Dataset excerpts on object pointing:
■ ■ ■
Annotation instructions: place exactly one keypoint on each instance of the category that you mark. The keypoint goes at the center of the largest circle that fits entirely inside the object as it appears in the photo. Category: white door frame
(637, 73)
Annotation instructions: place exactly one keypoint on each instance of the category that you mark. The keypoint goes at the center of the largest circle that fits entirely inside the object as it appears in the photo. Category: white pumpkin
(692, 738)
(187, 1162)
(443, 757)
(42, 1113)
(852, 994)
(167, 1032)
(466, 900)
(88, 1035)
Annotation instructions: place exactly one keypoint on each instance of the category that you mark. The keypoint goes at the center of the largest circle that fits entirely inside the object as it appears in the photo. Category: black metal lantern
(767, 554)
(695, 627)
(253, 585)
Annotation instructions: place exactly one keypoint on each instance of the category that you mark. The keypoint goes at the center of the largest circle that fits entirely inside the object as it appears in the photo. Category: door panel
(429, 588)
■ ■ ■
- [Exercise goal]: Lay out every line of the data above as a numbered list, leaving out any blank lines.

- [The result]:
1. Annotation instructions: place exactly one keypoint on each instance of the category that you mark. The keypoint goes at the center of the largest circle that fits entirely inside the object as it appears in the photo. Category: white door frame
2. (637, 73)
3. Annotation instructions: place exactly one keypoint on each instance of the category that you mark. The keypoint goes at the center of the largest circle that fits entirely inside the object as it appears in the photo. Category: white pumpkin
4. (692, 738)
5. (187, 1162)
6. (443, 757)
7. (42, 1113)
8. (852, 994)
9. (167, 1032)
10. (466, 900)
11. (88, 1035)
12. Annotation instructions: place exactly one keypoint on each instance of the category that you mark. The keypoint goes at the center of the largest circle that fits entirely inside the object as it appears in the photo. Category: black metal lantern
13. (767, 554)
14. (695, 627)
15. (253, 585)
16. Annotation instructions: place exactly one keypoint on each instance of the category that you mark. The keypoint goes at the center of the largest circle that fits entirely inside the object as it appears in the photo. Category: door panel
17. (429, 588)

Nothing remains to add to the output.